▸ **The exercise**:
Please copy out word for word everything in the items below, from the line containing "of the british" down to the line containing "pixel 177 318", including both of those lines.

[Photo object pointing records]
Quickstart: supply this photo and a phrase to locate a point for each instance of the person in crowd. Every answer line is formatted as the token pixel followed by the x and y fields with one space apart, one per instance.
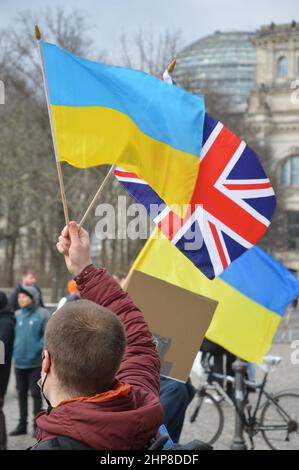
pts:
pixel 73 294
pixel 222 363
pixel 7 333
pixel 31 321
pixel 175 397
pixel 28 280
pixel 100 370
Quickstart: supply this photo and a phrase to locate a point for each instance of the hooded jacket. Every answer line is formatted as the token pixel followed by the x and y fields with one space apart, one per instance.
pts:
pixel 7 333
pixel 29 333
pixel 129 415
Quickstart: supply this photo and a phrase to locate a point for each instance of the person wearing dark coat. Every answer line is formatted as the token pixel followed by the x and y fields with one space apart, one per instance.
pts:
pixel 28 280
pixel 7 333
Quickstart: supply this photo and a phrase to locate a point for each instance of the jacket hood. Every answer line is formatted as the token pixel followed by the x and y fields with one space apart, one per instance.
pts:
pixel 125 422
pixel 32 292
pixel 7 311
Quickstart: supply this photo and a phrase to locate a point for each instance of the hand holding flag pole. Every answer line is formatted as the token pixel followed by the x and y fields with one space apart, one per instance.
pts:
pixel 38 37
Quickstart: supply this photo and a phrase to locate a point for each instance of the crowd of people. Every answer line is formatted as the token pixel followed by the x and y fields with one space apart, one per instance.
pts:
pixel 93 362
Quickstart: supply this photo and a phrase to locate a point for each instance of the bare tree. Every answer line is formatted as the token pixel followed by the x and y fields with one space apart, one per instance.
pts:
pixel 149 52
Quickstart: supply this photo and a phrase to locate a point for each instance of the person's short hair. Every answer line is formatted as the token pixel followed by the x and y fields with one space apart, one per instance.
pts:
pixel 86 343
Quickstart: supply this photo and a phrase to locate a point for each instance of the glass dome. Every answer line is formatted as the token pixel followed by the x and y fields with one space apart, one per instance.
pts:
pixel 222 63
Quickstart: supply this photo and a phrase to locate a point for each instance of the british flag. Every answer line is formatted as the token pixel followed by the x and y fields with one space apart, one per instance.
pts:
pixel 231 207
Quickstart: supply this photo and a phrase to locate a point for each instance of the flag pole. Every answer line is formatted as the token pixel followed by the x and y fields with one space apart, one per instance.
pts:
pixel 98 193
pixel 38 37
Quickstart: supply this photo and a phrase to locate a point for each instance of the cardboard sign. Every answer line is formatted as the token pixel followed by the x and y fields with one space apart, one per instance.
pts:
pixel 177 318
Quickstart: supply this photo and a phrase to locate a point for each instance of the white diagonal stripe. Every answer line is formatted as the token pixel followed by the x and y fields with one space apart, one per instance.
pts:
pixel 211 139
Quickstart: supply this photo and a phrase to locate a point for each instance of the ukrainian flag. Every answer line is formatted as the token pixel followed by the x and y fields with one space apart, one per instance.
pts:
pixel 104 114
pixel 253 293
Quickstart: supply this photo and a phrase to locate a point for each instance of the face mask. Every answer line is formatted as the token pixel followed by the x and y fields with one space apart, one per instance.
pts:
pixel 41 385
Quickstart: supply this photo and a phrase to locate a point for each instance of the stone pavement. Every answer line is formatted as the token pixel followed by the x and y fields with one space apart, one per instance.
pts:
pixel 284 377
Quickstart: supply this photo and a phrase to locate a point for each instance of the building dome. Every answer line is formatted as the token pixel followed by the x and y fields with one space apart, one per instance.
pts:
pixel 222 63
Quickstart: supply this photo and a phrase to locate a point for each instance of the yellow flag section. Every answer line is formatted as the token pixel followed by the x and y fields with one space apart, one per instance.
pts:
pixel 241 325
pixel 103 114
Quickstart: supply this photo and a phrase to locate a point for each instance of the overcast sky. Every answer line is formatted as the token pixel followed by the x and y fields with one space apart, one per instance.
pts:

▸ **Answer to the task**:
Quickstart: supply this photo and a phrase to locate a point for each instance of the british flag. Every answer line is formatted as the token pixel followed by the x and y fields with one space apart, one per instance.
pts:
pixel 231 207
Quickstart: supply this photo and a phrase to locate a point for each instance of the flag pole. Every answer line is formatted as the token pixel followed by the x and y fields with one space apart, one per instance.
pts:
pixel 98 193
pixel 38 37
Quickstart: supply this photo and a phrase to locate a point for each instance of the cardboard sign. Every answer line is formatted as the token pixel followed by the x and y fields with one space apart, one per instance.
pts:
pixel 177 318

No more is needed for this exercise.